GIVEN EXERCISE: Output only the items from the line containing "holding mug, and" through the line containing "<point>494,165</point>", both included, as a two-column CSV headed item and answer. Give one row per item, with its text and its answer each in a single quoted field and any line breaks replaced by spaces.

** Start of DATASET **

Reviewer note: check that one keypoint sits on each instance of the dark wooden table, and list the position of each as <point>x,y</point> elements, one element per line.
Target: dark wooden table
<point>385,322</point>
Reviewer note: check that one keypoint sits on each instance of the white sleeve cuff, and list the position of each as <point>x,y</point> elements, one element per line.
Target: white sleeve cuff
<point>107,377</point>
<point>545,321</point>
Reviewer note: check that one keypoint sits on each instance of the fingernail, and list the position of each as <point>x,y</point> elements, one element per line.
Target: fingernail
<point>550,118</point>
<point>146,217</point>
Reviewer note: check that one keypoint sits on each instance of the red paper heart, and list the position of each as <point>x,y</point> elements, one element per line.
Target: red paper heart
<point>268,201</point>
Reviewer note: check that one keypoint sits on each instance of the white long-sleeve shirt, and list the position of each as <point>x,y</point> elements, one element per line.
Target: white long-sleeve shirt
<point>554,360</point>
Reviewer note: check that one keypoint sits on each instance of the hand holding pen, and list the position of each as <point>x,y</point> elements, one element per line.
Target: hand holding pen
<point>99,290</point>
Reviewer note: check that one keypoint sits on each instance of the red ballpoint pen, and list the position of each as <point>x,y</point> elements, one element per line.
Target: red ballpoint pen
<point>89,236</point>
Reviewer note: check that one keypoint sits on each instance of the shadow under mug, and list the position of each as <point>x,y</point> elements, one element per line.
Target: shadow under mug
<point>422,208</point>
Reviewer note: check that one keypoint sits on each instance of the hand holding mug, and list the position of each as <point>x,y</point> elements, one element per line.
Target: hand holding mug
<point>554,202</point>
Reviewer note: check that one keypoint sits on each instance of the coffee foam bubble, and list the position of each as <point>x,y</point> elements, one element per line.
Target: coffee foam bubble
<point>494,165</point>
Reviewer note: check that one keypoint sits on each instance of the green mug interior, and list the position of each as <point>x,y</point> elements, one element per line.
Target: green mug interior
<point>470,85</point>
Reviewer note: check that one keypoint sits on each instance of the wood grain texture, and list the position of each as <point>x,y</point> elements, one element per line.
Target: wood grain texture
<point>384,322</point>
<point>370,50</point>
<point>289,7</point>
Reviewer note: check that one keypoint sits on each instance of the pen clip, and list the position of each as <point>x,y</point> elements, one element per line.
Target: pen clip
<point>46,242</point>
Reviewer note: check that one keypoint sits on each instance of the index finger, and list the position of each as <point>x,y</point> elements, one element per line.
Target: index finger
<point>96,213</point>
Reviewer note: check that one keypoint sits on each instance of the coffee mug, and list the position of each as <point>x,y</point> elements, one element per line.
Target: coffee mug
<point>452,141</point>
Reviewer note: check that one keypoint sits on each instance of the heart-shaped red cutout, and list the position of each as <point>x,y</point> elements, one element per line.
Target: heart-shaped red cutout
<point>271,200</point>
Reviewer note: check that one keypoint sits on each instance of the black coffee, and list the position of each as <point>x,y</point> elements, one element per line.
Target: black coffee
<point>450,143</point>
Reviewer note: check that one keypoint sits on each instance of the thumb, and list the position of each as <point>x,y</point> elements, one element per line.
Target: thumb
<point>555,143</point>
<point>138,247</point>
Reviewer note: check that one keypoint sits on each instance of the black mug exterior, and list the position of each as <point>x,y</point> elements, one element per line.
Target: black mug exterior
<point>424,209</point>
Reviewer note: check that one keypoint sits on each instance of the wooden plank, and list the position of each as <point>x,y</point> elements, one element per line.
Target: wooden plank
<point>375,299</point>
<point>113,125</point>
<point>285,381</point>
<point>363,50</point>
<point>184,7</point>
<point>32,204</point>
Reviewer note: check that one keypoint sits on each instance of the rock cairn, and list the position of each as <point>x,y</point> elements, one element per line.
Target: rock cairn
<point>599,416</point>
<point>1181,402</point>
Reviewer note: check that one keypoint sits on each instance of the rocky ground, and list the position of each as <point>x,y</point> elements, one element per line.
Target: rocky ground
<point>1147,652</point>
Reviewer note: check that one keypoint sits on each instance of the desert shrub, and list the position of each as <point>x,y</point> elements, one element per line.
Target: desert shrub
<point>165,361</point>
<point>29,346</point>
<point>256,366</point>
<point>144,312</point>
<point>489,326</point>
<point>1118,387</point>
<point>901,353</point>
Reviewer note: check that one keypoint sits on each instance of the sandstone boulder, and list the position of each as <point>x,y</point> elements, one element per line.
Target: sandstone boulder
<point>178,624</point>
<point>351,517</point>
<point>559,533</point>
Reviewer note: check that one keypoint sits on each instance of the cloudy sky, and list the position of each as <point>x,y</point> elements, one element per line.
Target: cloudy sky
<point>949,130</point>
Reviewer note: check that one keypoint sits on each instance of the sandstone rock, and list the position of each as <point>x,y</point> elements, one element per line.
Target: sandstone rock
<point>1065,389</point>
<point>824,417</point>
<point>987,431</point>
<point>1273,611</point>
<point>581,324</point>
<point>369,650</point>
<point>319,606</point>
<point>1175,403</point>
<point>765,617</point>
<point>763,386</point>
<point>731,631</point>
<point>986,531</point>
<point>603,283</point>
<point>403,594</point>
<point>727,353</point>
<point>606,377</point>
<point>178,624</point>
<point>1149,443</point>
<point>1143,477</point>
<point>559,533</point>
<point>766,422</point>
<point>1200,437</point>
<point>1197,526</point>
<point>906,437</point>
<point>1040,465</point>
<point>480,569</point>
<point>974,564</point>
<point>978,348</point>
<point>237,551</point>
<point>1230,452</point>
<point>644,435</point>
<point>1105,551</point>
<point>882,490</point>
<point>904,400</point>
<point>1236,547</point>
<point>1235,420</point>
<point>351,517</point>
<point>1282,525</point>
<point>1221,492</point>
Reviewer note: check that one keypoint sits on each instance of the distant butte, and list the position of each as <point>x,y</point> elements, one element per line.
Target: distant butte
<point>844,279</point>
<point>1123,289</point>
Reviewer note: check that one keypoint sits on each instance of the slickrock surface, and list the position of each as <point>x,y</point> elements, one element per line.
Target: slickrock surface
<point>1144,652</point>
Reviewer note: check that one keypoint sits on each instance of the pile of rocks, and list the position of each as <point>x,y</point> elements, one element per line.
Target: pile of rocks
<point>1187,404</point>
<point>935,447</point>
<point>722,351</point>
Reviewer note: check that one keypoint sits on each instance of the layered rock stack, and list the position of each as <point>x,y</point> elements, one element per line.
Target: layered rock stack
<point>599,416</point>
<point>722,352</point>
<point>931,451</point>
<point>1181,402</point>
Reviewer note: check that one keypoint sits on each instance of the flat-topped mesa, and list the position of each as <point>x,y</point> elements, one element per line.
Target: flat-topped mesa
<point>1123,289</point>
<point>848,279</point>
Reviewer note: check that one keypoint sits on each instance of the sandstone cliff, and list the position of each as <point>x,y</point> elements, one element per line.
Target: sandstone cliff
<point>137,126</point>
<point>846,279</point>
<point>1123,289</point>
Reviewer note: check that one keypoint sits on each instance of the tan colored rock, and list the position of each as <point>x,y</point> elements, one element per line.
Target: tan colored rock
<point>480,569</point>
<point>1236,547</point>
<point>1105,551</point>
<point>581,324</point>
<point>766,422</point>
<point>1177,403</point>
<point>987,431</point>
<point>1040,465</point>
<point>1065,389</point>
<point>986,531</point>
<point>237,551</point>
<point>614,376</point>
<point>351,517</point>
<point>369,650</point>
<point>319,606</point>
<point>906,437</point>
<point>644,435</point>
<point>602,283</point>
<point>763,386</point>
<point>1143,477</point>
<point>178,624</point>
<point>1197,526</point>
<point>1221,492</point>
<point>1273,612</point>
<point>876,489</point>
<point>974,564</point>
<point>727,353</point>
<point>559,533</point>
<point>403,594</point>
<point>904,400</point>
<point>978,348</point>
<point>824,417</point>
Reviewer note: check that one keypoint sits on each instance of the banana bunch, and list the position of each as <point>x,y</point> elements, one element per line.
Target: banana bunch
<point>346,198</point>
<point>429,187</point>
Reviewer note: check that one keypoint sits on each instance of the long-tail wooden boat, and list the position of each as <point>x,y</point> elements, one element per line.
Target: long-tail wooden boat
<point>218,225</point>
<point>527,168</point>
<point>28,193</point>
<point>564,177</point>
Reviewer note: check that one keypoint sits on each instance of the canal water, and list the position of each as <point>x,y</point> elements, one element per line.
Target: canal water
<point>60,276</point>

** End of DATASET **

ANSWER TO THE EXERCISE:
item,answer
"Reviewer note: check that one keypoint sits on each instance of the hand holding mug, and list the position of each as <point>x,y</point> elements, one element per line. Target: hand holding mug","<point>554,202</point>"
"Reviewer note: check that one keypoint sits on each instance of the coffee foam bubble, and list the position of each as <point>x,y</point> elements, one element per line. Target: coffee foam bubble","<point>494,165</point>"